> _WHAT IS NEEDED_
When the line containing "pixel 311 89" is found in the data below, copy it and each line after it through the line containing "Category: student in background", exactly and with no others.

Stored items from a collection
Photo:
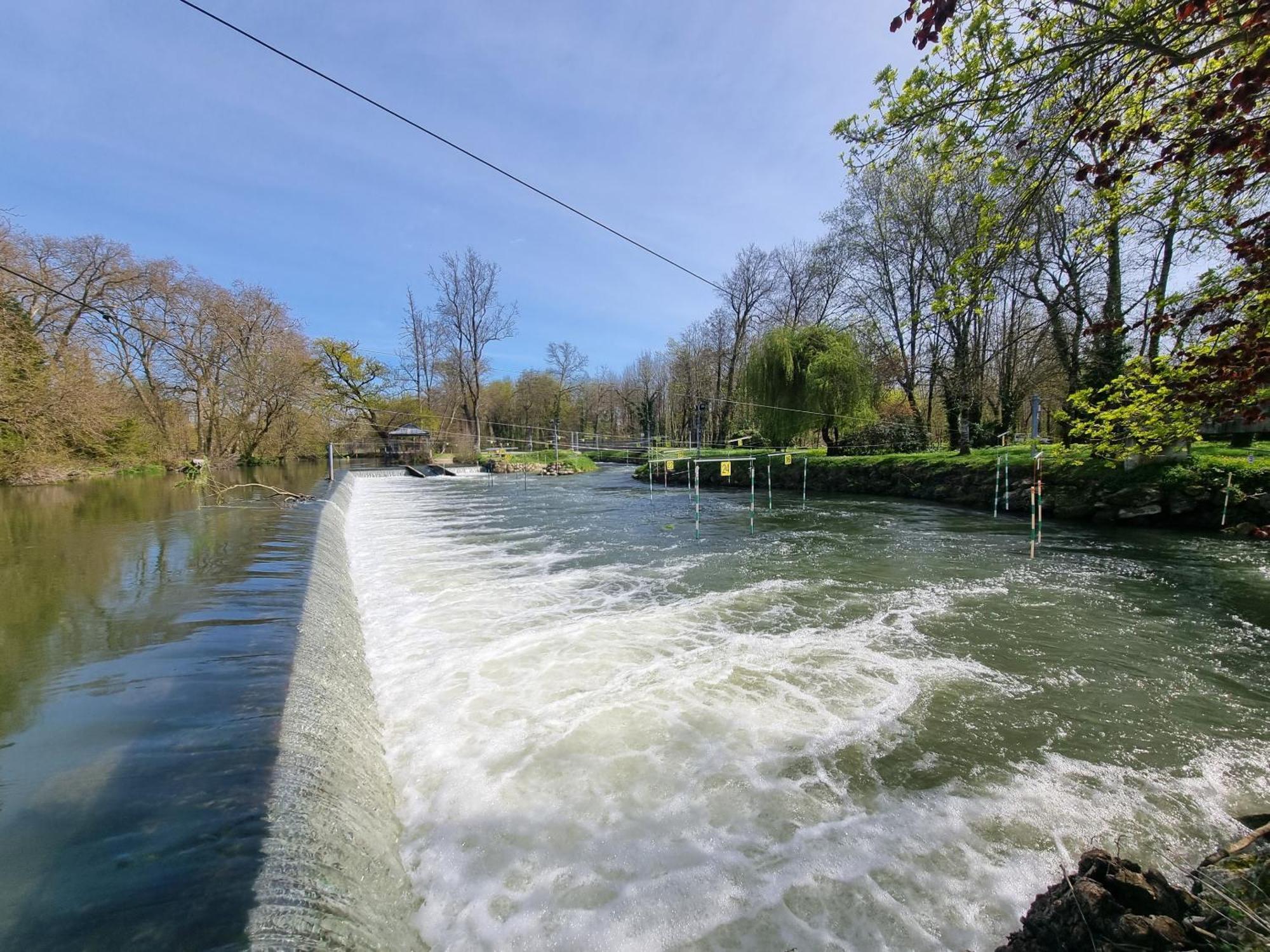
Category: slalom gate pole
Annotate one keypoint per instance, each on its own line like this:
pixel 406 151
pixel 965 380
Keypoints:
pixel 751 497
pixel 697 531
pixel 1041 496
pixel 1032 535
pixel 996 489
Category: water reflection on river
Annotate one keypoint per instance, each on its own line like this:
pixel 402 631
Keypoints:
pixel 147 647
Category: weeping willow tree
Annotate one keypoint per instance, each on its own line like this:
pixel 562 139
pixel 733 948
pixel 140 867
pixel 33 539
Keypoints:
pixel 810 380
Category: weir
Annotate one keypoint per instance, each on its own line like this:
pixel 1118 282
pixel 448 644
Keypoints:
pixel 332 876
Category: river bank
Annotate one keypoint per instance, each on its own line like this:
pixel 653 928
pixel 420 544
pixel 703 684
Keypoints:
pixel 1189 493
pixel 544 463
pixel 1112 903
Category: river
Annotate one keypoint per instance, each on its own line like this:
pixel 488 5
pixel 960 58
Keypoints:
pixel 147 644
pixel 874 724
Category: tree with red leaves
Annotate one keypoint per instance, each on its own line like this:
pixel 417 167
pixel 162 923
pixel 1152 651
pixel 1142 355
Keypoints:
pixel 1153 105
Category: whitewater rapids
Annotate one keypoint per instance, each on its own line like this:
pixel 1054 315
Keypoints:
pixel 872 727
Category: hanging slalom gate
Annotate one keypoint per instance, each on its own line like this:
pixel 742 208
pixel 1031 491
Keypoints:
pixel 694 478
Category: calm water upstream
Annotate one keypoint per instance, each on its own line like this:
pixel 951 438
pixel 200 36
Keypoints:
pixel 147 645
pixel 874 725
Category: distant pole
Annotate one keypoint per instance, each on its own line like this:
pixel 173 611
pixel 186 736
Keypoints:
pixel 751 497
pixel 697 532
pixel 996 489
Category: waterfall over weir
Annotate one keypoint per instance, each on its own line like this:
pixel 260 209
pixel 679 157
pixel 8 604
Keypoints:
pixel 874 725
pixel 332 876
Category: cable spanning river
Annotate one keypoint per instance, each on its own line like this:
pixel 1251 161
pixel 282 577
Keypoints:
pixel 872 725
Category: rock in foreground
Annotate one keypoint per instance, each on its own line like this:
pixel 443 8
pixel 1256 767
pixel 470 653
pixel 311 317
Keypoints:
pixel 1114 904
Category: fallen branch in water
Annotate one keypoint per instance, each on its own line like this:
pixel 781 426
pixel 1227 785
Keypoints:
pixel 283 497
pixel 200 479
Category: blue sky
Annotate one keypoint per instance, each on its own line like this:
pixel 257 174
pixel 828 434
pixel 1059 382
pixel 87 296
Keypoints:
pixel 695 128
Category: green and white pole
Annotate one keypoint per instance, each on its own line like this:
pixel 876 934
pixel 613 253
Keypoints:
pixel 751 497
pixel 697 532
pixel 996 489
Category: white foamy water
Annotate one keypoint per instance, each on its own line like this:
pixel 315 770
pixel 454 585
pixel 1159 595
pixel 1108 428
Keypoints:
pixel 605 737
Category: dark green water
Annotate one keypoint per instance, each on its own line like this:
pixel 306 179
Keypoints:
pixel 872 725
pixel 147 645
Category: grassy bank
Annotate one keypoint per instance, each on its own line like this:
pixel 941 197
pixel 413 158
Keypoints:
pixel 578 463
pixel 1187 493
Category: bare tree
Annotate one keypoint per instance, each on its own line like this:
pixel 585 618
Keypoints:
pixel 568 366
pixel 747 290
pixel 473 317
pixel 420 350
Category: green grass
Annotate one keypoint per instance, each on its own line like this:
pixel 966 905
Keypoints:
pixel 578 461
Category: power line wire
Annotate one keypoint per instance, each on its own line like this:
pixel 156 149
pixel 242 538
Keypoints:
pixel 441 139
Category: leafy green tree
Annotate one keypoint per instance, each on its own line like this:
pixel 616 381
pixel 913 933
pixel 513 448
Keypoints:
pixel 1140 412
pixel 806 380
pixel 358 385
pixel 1155 106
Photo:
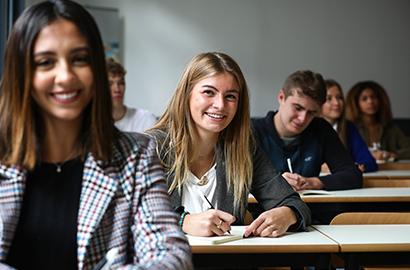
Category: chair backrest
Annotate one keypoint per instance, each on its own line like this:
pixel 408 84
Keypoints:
pixel 371 218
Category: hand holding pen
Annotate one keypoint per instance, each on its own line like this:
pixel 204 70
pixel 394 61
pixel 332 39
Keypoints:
pixel 223 224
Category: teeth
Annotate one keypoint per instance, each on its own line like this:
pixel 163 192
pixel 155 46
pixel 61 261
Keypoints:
pixel 66 96
pixel 217 116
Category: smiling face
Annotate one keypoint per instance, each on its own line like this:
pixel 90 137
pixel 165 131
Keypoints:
pixel 333 107
pixel 213 103
pixel 294 115
pixel 63 79
pixel 368 102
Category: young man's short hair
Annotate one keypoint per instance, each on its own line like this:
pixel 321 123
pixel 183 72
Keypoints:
pixel 306 83
pixel 115 68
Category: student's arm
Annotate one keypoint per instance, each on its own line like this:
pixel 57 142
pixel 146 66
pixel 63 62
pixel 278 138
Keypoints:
pixel 207 223
pixel 272 191
pixel 158 240
pixel 344 173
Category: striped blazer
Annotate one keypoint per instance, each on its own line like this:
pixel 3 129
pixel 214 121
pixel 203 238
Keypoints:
pixel 124 204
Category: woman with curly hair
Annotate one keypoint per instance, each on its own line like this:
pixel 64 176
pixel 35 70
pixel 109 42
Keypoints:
pixel 368 107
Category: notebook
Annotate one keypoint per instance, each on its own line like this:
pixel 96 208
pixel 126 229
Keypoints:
pixel 314 192
pixel 235 235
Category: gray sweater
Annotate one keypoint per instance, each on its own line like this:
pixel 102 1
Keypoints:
pixel 268 186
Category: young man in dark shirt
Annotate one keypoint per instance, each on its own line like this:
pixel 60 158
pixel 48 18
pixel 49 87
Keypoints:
pixel 293 132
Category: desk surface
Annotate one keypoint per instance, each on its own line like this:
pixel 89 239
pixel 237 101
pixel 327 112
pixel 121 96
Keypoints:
pixel 402 164
pixel 389 174
pixel 294 242
pixel 368 238
pixel 401 194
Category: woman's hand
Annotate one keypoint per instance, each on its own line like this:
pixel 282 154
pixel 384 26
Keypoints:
pixel 299 182
pixel 325 168
pixel 272 223
pixel 208 223
pixel 383 155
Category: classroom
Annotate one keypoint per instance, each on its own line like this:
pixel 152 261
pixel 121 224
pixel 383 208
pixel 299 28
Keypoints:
pixel 348 41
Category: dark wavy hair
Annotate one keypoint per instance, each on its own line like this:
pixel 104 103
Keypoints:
pixel 20 121
pixel 353 113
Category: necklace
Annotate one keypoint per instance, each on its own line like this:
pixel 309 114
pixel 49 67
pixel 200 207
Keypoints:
pixel 59 165
pixel 204 179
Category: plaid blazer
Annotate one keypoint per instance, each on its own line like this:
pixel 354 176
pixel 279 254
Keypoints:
pixel 123 204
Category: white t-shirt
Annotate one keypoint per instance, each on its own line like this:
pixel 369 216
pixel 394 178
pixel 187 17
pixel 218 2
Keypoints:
pixel 136 120
pixel 191 198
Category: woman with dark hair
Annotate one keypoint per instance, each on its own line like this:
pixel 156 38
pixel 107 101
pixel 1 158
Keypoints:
pixel 368 107
pixel 333 111
pixel 72 186
pixel 206 146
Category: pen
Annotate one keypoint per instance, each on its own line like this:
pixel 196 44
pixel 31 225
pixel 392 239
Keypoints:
pixel 205 199
pixel 290 166
pixel 106 262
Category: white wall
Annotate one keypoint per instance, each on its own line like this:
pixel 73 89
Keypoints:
pixel 347 40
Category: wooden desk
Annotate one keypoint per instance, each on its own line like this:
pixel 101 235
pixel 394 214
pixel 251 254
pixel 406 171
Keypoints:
pixel 362 195
pixel 325 208
pixel 370 244
pixel 387 178
pixel 296 249
pixel 403 164
pixel 357 195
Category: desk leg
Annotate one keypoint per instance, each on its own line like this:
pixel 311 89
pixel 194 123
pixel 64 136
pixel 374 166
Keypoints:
pixel 323 261
pixel 352 261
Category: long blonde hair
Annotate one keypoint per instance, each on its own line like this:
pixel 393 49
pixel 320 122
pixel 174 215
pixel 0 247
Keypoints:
pixel 179 125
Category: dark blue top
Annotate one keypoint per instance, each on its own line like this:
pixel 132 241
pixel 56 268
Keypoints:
pixel 358 149
pixel 319 143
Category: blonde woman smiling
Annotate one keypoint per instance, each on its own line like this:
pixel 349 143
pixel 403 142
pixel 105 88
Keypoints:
pixel 205 143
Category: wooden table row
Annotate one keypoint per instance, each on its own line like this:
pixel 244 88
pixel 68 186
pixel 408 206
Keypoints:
pixel 358 244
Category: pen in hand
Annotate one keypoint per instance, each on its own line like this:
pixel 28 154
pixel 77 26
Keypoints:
pixel 205 199
pixel 290 165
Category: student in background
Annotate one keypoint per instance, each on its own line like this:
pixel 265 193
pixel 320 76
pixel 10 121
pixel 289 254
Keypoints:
pixel 368 107
pixel 294 132
pixel 205 144
pixel 126 119
pixel 333 112
pixel 72 186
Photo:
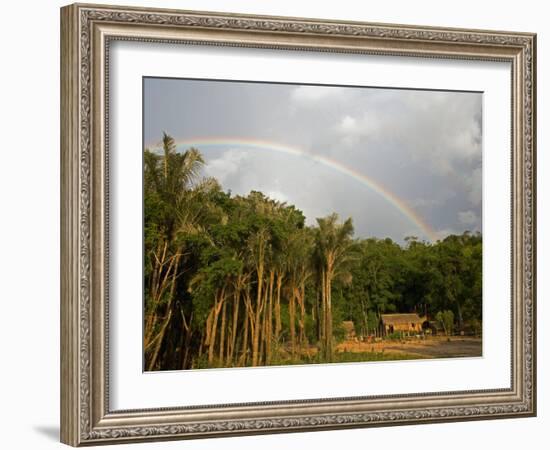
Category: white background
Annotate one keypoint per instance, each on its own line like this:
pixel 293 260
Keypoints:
pixel 132 389
pixel 29 237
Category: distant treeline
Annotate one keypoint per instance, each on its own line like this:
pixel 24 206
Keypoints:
pixel 242 281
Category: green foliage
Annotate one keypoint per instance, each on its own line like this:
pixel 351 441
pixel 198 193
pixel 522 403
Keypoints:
pixel 206 249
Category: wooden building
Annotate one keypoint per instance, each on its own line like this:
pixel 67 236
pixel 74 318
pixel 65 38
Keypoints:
pixel 349 328
pixel 401 323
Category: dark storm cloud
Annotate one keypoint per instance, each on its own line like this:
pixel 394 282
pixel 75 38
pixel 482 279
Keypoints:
pixel 423 146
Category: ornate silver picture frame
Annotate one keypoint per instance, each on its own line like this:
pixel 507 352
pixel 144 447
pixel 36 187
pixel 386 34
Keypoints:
pixel 87 34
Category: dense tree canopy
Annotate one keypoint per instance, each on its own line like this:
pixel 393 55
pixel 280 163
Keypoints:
pixel 241 280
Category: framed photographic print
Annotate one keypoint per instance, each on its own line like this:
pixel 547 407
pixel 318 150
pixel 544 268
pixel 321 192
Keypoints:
pixel 276 224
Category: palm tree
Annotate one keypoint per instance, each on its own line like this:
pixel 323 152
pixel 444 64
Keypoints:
pixel 168 182
pixel 333 244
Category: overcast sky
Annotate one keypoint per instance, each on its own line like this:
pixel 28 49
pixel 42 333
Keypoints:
pixel 423 147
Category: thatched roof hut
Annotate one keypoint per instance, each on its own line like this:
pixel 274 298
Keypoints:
pixel 409 323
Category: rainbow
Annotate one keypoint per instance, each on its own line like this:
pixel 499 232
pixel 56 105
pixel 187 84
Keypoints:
pixel 365 180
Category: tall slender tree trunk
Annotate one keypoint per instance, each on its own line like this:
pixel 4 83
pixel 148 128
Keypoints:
pixel 231 348
pixel 269 320
pixel 218 302
pixel 278 325
pixel 257 325
pixel 323 314
pixel 302 321
pixel 172 273
pixel 244 348
pixel 222 333
pixel 292 321
pixel 328 320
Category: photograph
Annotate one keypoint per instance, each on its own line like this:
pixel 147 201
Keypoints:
pixel 292 224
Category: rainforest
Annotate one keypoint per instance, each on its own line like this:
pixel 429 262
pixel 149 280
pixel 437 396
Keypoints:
pixel 244 280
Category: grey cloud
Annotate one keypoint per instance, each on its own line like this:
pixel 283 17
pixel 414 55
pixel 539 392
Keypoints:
pixel 423 146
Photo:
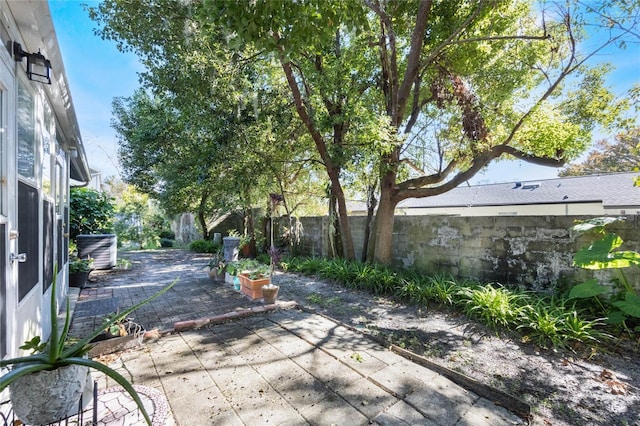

> _TASK ANSWER_
pixel 311 89
pixel 194 123
pixel 64 136
pixel 374 166
Keypoints:
pixel 323 261
pixel 352 261
Category: long blonde hair
Annotate one keypoint per instance, each on its own line like this:
pixel 393 49
pixel 320 122
pixel 174 215
pixel 0 247
Keypoints:
pixel 179 125
Category: dark blue top
Annotate one keypoint per instance, each on its own line like this:
pixel 132 241
pixel 56 268
Keypoints:
pixel 358 149
pixel 319 143
Category: blonde woman smiling
Annotate one keypoint per instance, each on its own line like this:
pixel 349 143
pixel 403 142
pixel 105 88
Keypoints:
pixel 205 143
Category: wooden table row
Annotate one keypoint per instance, each on its own line like this:
pixel 244 88
pixel 68 186
pixel 408 206
Keypoints:
pixel 358 244
Category: pen in hand
Annotate one keypoint per instance, each on its own line like this:
pixel 28 154
pixel 77 26
Keypoints:
pixel 205 199
pixel 290 165
Category: student in background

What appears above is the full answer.